Written problem 1: Transcribe the part of the note on /dns and /tls multiaddrs that begins at the words "Based on proposal" and stops after the words "addresses are usable.".

Document segment:
* begin *

We had a very productive call about /dns and /tls multiaddrs a while ago, here's the results.
For both /dns and /tls we want to with the simplest options that could possibly work.
These options also must not be in the way of expanding this in the future.

  • Comments on proposal 1:
    • It specifies record types in terms of multiaddr protocols (ip4, ip6) which is GOOD.
    • It has 3 segments. This is not a problem in itself, but complicates implementation and adoption,
      since there's tons of code that just blindly assumes multiaddr protocols always have 2 segments.
  • Comments on proposal 2:
    • Has 3 segments too.
    • Couples multiaddrs to DNS implementation details (record types).
    • Includes unneccessary record types.

The plan

Based on proposal 3 which was brought up in the call.

  • Plain and simple: /dns/example.com
  • Multiaddrs will get Resolve() method which returns a list of resolved multiaddrs,
    e.g. Multiaddr("/dns/example.com/tcp/4001").Resolve() returns
    []string{Multiaddr("/ip4/1.2.3.4/tcp/4001"), Multiaddr("/ip6/1:2:3:4::/tcp/4001")}.
  • Some part within the libp2p stack will decide which of the resolved addresses are usable.

* end *

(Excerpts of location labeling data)
* begin *

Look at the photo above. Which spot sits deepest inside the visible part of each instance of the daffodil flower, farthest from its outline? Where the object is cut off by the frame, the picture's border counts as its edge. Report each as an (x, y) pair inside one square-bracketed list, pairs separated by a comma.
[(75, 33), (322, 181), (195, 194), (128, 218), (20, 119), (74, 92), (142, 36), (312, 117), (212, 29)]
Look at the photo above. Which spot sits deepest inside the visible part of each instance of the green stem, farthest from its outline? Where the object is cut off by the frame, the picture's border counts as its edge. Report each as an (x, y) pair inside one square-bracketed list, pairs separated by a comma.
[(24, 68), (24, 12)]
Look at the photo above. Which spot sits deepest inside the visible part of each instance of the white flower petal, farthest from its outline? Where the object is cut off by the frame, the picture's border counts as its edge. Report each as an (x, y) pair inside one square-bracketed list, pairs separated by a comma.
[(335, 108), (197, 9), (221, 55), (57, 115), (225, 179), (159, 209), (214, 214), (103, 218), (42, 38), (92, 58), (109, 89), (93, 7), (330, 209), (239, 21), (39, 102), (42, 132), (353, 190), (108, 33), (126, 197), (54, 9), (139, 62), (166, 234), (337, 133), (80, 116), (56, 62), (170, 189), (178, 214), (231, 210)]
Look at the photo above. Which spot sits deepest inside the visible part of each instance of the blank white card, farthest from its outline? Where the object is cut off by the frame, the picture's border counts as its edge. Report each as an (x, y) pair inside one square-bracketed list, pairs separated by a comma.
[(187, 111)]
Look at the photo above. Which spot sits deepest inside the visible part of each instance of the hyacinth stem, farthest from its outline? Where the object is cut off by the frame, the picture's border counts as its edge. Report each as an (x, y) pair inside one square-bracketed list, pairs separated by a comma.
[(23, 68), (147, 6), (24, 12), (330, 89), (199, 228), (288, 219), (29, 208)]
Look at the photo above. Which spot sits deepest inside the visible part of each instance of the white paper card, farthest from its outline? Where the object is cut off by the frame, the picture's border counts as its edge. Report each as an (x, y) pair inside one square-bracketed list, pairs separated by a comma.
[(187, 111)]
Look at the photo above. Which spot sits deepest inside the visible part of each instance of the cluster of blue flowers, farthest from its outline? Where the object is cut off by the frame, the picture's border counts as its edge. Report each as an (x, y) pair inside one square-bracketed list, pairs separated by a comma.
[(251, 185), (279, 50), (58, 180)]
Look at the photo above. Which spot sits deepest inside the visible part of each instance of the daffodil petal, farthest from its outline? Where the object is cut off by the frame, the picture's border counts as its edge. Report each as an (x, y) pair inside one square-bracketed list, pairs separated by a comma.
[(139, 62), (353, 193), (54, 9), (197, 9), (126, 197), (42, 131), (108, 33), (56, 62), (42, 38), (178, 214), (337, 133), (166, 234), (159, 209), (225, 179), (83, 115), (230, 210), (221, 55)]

* end *
* begin *

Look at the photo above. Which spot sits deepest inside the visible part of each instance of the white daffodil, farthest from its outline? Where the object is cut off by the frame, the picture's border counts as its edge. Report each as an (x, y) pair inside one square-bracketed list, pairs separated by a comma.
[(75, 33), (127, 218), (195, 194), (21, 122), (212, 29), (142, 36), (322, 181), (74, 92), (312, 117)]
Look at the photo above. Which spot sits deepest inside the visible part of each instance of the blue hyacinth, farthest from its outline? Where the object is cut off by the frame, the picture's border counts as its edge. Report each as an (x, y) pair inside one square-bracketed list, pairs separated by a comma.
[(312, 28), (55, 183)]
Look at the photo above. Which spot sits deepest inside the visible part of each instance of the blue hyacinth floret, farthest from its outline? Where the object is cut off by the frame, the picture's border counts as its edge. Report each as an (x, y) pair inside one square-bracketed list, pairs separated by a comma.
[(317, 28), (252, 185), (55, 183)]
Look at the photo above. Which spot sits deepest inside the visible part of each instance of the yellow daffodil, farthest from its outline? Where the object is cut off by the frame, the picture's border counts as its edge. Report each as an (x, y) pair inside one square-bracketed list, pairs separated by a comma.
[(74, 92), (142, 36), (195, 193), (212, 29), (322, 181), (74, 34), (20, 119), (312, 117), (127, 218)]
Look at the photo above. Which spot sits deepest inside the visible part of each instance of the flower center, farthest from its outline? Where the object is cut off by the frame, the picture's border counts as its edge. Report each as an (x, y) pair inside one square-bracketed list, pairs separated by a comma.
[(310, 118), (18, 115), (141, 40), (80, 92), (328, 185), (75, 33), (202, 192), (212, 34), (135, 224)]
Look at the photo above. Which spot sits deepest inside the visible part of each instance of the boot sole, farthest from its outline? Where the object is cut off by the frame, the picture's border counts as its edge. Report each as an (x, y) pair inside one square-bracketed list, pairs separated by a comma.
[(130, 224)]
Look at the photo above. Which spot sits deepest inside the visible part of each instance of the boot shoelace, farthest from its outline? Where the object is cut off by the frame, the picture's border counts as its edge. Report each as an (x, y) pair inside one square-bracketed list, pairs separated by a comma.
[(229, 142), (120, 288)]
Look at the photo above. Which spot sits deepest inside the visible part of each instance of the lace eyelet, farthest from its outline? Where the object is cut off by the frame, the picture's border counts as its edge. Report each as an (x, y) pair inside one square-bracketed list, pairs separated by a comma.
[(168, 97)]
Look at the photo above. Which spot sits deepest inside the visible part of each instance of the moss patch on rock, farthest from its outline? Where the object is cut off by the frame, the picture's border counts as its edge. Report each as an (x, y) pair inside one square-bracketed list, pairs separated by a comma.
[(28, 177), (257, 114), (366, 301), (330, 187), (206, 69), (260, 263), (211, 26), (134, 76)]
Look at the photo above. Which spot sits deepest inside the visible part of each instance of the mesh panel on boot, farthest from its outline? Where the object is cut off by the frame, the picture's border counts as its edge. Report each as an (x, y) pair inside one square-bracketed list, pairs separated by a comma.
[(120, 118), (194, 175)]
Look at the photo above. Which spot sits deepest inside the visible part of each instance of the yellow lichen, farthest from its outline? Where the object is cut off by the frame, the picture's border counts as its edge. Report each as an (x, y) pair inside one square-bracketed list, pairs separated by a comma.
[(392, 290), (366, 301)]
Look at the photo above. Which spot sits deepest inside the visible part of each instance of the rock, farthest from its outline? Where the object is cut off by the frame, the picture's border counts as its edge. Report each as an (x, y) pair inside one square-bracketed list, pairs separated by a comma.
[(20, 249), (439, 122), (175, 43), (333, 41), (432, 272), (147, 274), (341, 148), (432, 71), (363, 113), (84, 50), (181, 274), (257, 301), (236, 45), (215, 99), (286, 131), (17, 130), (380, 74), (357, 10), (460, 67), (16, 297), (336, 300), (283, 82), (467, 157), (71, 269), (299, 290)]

* end *

Written problem 2: Format the entries as a numbered list, starting at the line that contains "hyacinth floret, farthest" and stopping after the line that contains "34), (135, 224)]". Omit blank lines.

Task answer 1:
Based on proposal 3 which was brought up in the call.

  • Plain and simple: /dns/example.com
  • Multiaddrs will get Resolve() method which returns a list of resolved multiaddrs,
    e.g. Multiaddr("/dns/example.com/tcp/4001").Resolve() returns
    []string{Multiaddr("/ip4/1.2.3.4/tcp/4001"), Multiaddr("/ip6/1:2:3:4::/tcp/4001")}.
  • Some part within the libp2p stack will decide which of the resolved addresses are usable.

Task answer 2:
1. Look at the photo above. Which spot sits deepest inside the visible part of each instance of the blue hyacinth floret, farthest from its outline? Where the object is cut off by the frame, the picture's border counts as its edge. Report each as an (x, y) pair inside one square-bracketed list, pairs separated by a comma.
2. [(317, 28), (252, 185), (55, 183)]
3. Look at the photo above. Which spot sits deepest inside the visible part of each instance of the yellow daffodil, farthest from its outline? Where the object is cut off by the frame, the picture's border counts as its edge. Report each as an (x, y) pair inside one square-bracketed list, pairs separated by a comma.
4. [(74, 92), (142, 36), (195, 193), (212, 29), (322, 181), (74, 34), (20, 119), (312, 117), (127, 218)]
5. Look at the photo above. Which spot sits deepest inside the visible part of each instance of the flower center, farthest from its outline? Where the object is cut off by the frame, the picture's border counts as its edge. Report each as an (x, y) pair inside one square-bracketed list, pairs separated by a comma.
6. [(310, 118), (18, 115), (141, 40), (80, 92), (328, 185), (75, 33), (202, 192), (212, 34), (135, 224)]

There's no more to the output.